SOURCE EXTRACT:
********************
Biography and Psychology I: Biography and its Place in the History of Psychology and Psychiatry
Biography has often been dismissed within academic circles, regarded as an unsophisticated approach to history. However, a recent one-day symposium at the UCL Centre for the History of Medicine begged to differ, and highlighted the importance of the topic in a field attempting to understand and explore the human mind. Indeed, biography can help us investigate the methods of these human sciences themselves, as Professor Daniel Todes indicated in a paper on the well-known experiments of Ivan Pavlov. For Todes, we cannot fully appreciate Pavlov’s methods in insolation from the man himself for, as Pavlov declared: “That which I see in dogs I immediately transfer to myself.”
More questions were raised by the day than answered. According to Dr Mathew Thomson, this is not an issue, but rather an important element of the biographical approach. Thomson suggested that biography is a way to challenge the very idea of a firm answer, and indicate the complexities of any historical topic. By way of example, he explored the volume of biographical essays on psychoanalyst David Eder, published after Eder’s death by a variety of contributors. What strikes Thomson is the sheer lack of biographical coherence in these essays, for, naturally, Eder meant very different things to different people. Moreover, for many of these contributors, psychoanalysis was not simply a method used by the analyst. Instead, it became regarded as something expressed in the personality and presence of the analyst himself, making biography vital to understanding its very nature.
One problem with biography, Dr Peter Hegarty suggested, is the struggle a writer has with determining what is appropriate: how should we write about other people’s lives? Such a question is many-sided, for it affects both the historian and his or her subject. Two papers approached this directly, exploring the use of biographical information in case histories, in the late nineteenth-century asylum in England and two early twentieth-century institutions for juvenile delinquency in Romania. Both indicated the way certain aspects of an individual’s history might be especially highlighted by researchers (in both history and psychiatry) in order to draw a particular conclusion. Yet, as this fascinating day constantly impressed on all who attended, many different conclusions might indeed be possible, and a psychiatric record only gives us one tiny facet of the very varied lives and experiences of individuals.
********************
Pointing data grounded in images:

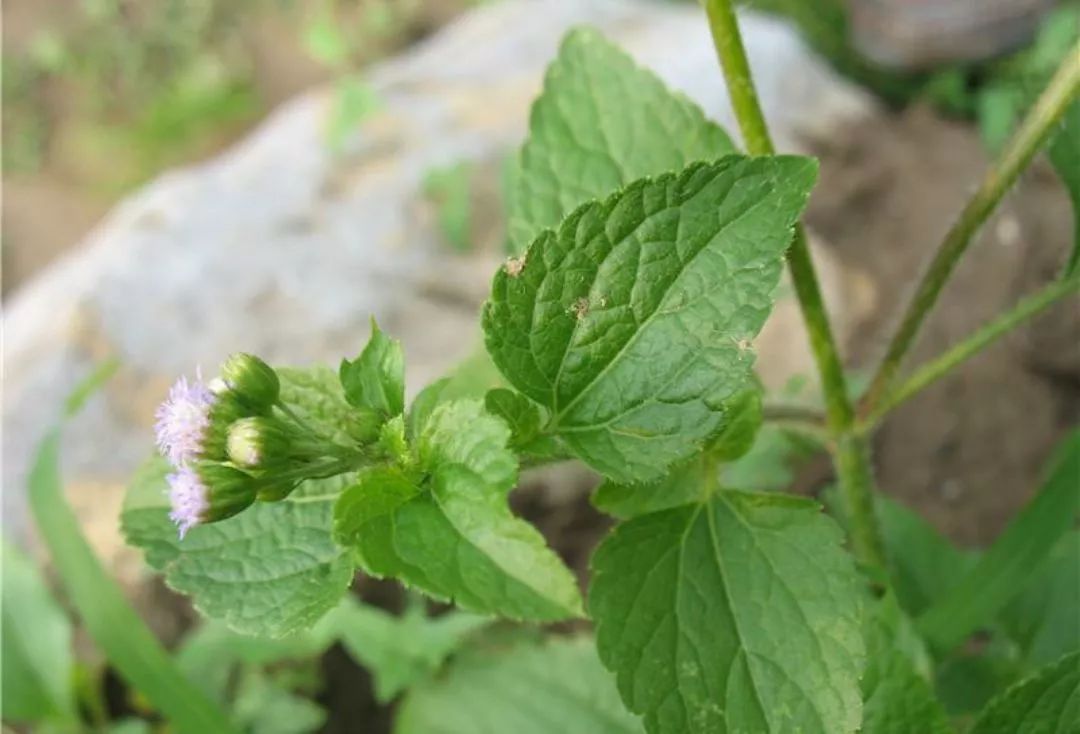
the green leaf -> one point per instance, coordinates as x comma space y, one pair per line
682, 485
1042, 619
524, 688
633, 323
739, 614
403, 651
601, 123
741, 425
36, 638
117, 629
517, 411
449, 531
273, 569
1014, 556
1047, 703
896, 692
376, 379
267, 707
925, 566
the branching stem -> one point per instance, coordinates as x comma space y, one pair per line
1016, 155
851, 456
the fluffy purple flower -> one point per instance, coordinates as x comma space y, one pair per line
183, 420
189, 498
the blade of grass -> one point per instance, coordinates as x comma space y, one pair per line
1000, 573
115, 626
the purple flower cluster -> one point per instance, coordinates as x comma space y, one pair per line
183, 421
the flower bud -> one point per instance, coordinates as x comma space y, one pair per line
258, 442
207, 492
253, 380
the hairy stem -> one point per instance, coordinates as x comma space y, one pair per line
988, 334
852, 456
1016, 155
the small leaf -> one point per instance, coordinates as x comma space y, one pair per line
923, 565
449, 530
896, 692
273, 569
1047, 703
36, 637
738, 614
403, 651
601, 123
1017, 553
741, 425
524, 688
376, 379
517, 411
632, 324
683, 485
1042, 619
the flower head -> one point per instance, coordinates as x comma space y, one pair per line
207, 492
184, 419
189, 498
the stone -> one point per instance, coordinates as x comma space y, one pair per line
284, 248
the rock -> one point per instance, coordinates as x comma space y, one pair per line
283, 248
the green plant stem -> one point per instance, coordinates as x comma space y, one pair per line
1016, 155
936, 368
851, 457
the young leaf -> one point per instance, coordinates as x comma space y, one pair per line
741, 424
923, 565
127, 643
632, 324
517, 411
601, 123
1014, 556
738, 614
403, 651
682, 485
524, 688
896, 692
449, 530
376, 379
1042, 619
273, 569
36, 638
1047, 703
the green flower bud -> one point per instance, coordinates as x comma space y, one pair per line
228, 490
258, 442
253, 380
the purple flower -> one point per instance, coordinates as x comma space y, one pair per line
183, 420
189, 498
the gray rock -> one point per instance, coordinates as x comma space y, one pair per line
283, 248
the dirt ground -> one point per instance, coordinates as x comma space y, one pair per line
967, 452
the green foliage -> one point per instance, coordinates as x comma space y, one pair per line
36, 652
601, 123
110, 621
716, 619
1023, 546
896, 692
271, 570
1047, 703
1014, 86
376, 379
447, 189
521, 687
1042, 616
445, 527
403, 651
632, 323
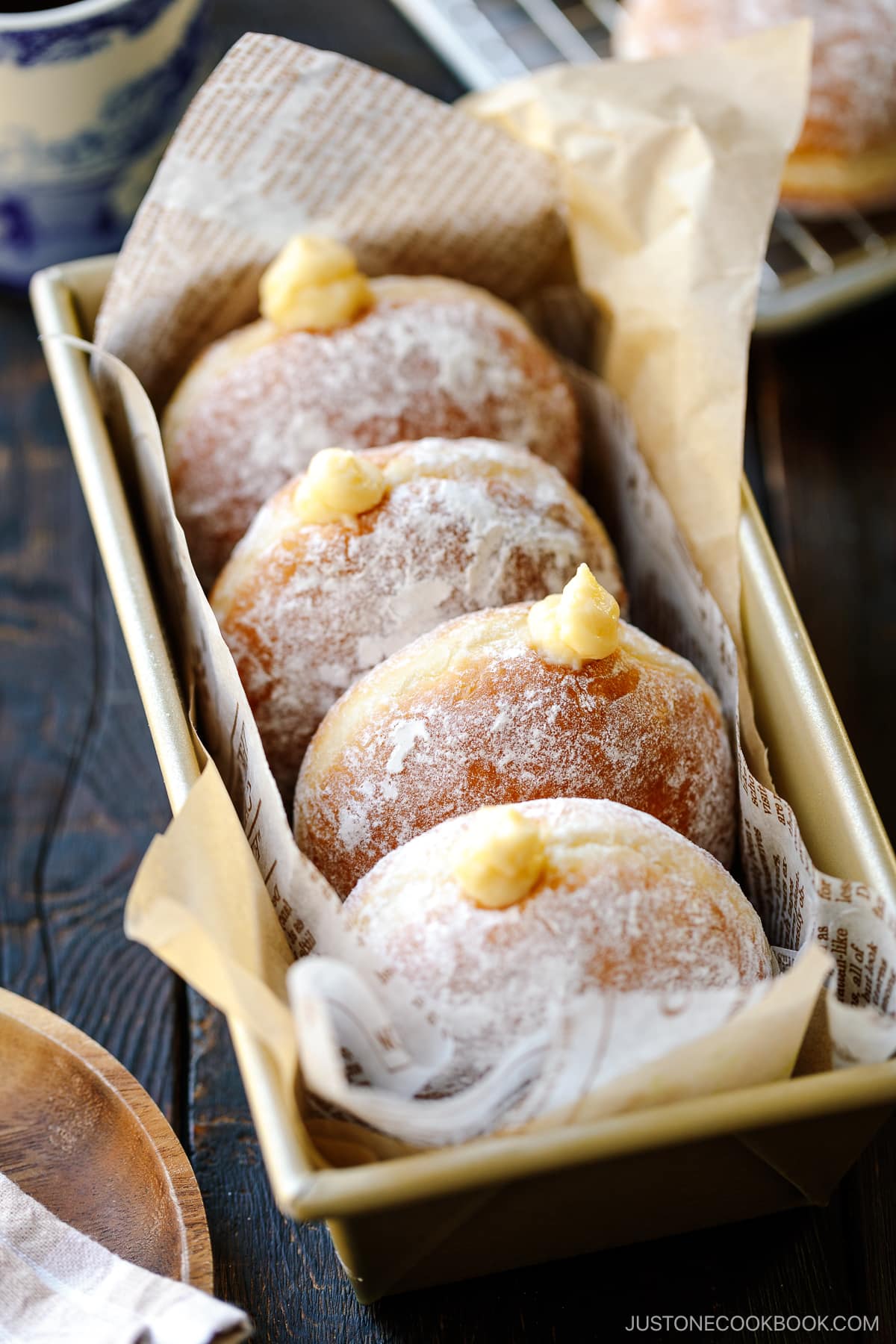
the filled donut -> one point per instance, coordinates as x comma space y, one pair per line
503, 915
336, 359
551, 699
367, 550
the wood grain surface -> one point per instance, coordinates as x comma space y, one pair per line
81, 797
80, 1135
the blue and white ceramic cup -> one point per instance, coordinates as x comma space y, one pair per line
89, 96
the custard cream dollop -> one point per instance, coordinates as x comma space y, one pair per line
314, 284
337, 485
501, 859
576, 625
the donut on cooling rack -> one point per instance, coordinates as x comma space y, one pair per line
507, 913
847, 154
367, 550
336, 359
551, 699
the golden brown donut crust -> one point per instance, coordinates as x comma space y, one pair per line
623, 903
470, 715
307, 609
433, 358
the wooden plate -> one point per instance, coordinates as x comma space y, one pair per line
80, 1135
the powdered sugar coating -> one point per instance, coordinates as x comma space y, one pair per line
623, 903
432, 358
470, 715
852, 104
464, 524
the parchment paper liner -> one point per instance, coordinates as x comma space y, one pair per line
417, 187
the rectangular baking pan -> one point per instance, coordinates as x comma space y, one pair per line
499, 1203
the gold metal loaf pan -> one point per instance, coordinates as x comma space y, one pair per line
415, 1221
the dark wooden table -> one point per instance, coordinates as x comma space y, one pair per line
81, 797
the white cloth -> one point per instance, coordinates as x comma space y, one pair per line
58, 1287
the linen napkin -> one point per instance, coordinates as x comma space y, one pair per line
58, 1287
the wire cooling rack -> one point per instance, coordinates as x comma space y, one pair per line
813, 268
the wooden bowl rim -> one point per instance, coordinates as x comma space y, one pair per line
195, 1245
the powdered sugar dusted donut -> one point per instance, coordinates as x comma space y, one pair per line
421, 532
847, 154
408, 358
504, 914
488, 709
********************
GOAL OF THE EXERCISE: Reproduce everything in the symposium report from "More questions were" down to "its very nature.".

PROBLEM SOLUTION:
More questions were raised by the day than answered. According to Dr Mathew Thomson, this is not an issue, but rather an important element of the biographical approach. Thomson suggested that biography is a way to challenge the very idea of a firm answer, and indicate the complexities of any historical topic. By way of example, he explored the volume of biographical essays on psychoanalyst David Eder, published after Eder’s death by a variety of contributors. What strikes Thomson is the sheer lack of biographical coherence in these essays, for, naturally, Eder meant very different things to different people. Moreover, for many of these contributors, psychoanalysis was not simply a method used by the analyst. Instead, it became regarded as something expressed in the personality and presence of the analyst himself, making biography vital to understanding its very nature.